■ **List of tasks**:
A - In the Sri Lanka travel post, replace "canal" with "stream" in the stretch that opens with the words containing "Soon, we'd had" and closes with "much-loved sambol (top right).", and give that stretch in full.
B - Write the next part of the Sri Lanka travel post below, starting after its final sentence.

■ **Source extract**:
☆ ☆ ☆ ☆ ☆
Sunday, December 24, 2017

Sri Lanka - day 2

We woke up, refreshed and ready to set off for the day, for we had many many things to see and do in and around Habarana. (By the way, I kept mispronouncing it as habanero, a variety of chilli pepper, till Viv firmly corrected me.) 

But first things first, of course...

Morning chai-coffee time! 

There was quite a lot of confusion over the tea-coffee orders -- tea with milk, tea without milk, coffee with milk and sugar, tea with milk but no sugar, coffee without milk, etc. etc. Even I had no idea what we ended up ordering, so I don't blame the housekeeper for bringing us some combination of drinks, which we just randomly distributed and drank. I'm not a regular tea drinker, but I absolutely LOVE having it when I have company. 

Xena was so thrilled about being matchy-matchy with grandma. 

When booking the accommodation, I'd read in one of the reviews that wild peacocks and peahens lived in the forest nearby! In fact, we could hear their loud cries early in the morning. We asked the housekeeper about them and he said he could take us for a short tour before breakfast.  

And we set off on our 'Yeh dil maange MOR (and MORNI!)' mission. 

On the way, we stopped by a craftman's hut, where we saw blocks of wood and chisels... 

...and some finished works of art.

Soon, we were crossing stretches of wild grass, scattered with cobwebs like this. 

The walk was not so short after all, and we paused for a photo break!

At one point, we ran into a calf. No big deal for the rest of us, but Xena was terrified-fascinated.

After about 15 minutes of walking though grassy paths, we reached a clearing where we could hear the peacocks VERY loudly. And then we saw them. Gazillions of them. Wild peacocks and peahens everywhere, on the grass, flying from branch to branch and perched high on the trees (I didn't think they could fly that high, but they did!). They were incredibly difficult to photograph though. 

Can you spot one in this tree?

Ooh, three of them!

We also saw some weaverbird nests high up in the trees. 

Soon, we'd had enough of peacocks (NO MOR, please! *sorry*) mainly because of our grumbling tummies, so we headed back towards the bungalow to our breakfast.

On the way, we saw quite a few monkeys. Yikes. Not a fan, obviously. 

As we neared the bungalow, we spotted an elephant walking through this canal.

It was a group of tourists taking an elephant ride. The handler was walking behind them, sloshing his way through the water, with their DSLR casually slung around his neck. I freaked out at the thought of the camera falling off into the muddy water! 

Soon, we were home, digging into our hearty breakfast.

 On the menu were roti (much thicker than the kind we are familiar with), egg curry, dal and the much-loved sambol (top right).
☆ ☆ ☆ ☆ ☆
■ **Material**:
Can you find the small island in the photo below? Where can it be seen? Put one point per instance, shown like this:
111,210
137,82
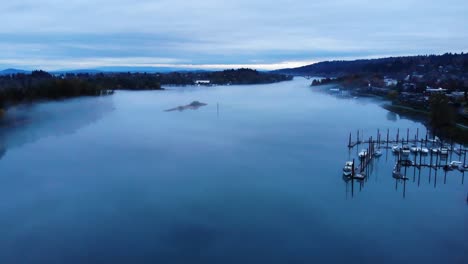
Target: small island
192,106
23,87
433,88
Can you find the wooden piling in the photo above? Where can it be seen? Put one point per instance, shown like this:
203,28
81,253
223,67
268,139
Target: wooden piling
388,133
407,136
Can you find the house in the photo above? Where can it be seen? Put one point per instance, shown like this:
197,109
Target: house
202,82
435,90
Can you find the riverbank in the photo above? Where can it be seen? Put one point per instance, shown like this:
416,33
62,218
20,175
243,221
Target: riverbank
458,133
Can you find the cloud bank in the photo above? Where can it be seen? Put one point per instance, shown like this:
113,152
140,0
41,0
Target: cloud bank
261,34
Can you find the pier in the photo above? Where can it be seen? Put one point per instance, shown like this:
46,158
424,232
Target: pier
413,153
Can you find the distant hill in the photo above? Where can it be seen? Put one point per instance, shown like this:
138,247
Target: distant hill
145,69
388,66
13,71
☆ ☆ ☆ ☆ ☆
■ **Answers**:
A -
Soon, we'd had enough of peacocks (NO MOR, please! *sorry*) mainly because of our grumbling tummies, so we headed back towards the bungalow to our breakfast.

On the way, we saw quite a few monkeys. Yikes. Not a fan, obviously. 

As we neared the bungalow, we spotted an elephant walking through this stream.

It was a group of tourists taking an elephant ride. The handler was walking behind them, sloshing his way through the water, with their DSLR casually slung around his neck. I freaked out at the thought of the camera falling off into the muddy water! 

Soon, we were home, digging into our hearty breakfast.

 On the menu were roti (much thicker than the kind we are familiar with), egg curry, dal and the much-loved sambol (top right).

B -
Our super-punctual driver was ready and waiting for us. We had planned to start the day with the Ritigala forest ruins and monastery. It was a short drive away, and soon we were at the entrance, buying the tickets. Like many tourist attractions, the difference in the entry fee for locals and foreigners was huge. In fact, one of our guides actually said that he could probably sneak the rest of us in as locals, but not my mom-in-law because "she's too fair"! Hilarious!

Ritigala forest monastery, situated on the slopes of a densely wooded mountainside, has a rich history. According to legend, Hanuman flew over Ritigala while he was ferrying the Dronagiri mountain from the Himalayas to Lanka to deliver the sanjeewani herb that would save Lakshmana's life. Along the way, chunks of the mountain fell in places such as Ritigala, Unawatuna and Hakgala. 

And now some non-fiction. Around the 3rd century, many hermits who were seeking solitude and serenity discovered the Ritigala forest. By the 9th century, it had become home to an order of monks called pamsukulikas, who lived an extremely austere life. (In fact, the word pamsukulika means 'rag robes', as these monks had vowed to wear only clothes made from rags.) Impressed by this, King Sena I built a monastery for them in Ritigala, with many sections meant for different purposes. Interestingly, there were no residential quarters, as the monks preferred to live in caves scattered around the forest. They would come down from their caves only to accept food brought by visitors. 

When the Cholas invaded Sri Lanka around the 10th and 11th centuries, the monks abandoned Ritigala. The invaders destroyed the buildings and the site was deserted and forgotten for centuries. In the late 19th century, it was rediscovered and excavated by British surveyors. The ruins cover an area of about 24 hectares (59 acres). 

Map of the monastery ruins, showing the different sections, such as the pond, library and stone bridges

We had decided to take a guide along with us as I had read that there were very few signs inside. Here, he is telling us all about the history of Ritigala.

It started off with an easy hike, and even the seniors were able to do it without any problems. 

Then came some steep steps, and at times, the mommies needed a hand going up...

...taking breathers as and when needed.

This was the janthagara (monastery bathhouse), or as our guide called it 'the spa'. (Bet the monks wouldn't be too pleased about that.) Amazingly, the grinding stones used to prepare herbs for the baths were still intact (you can see them on the left of the bath).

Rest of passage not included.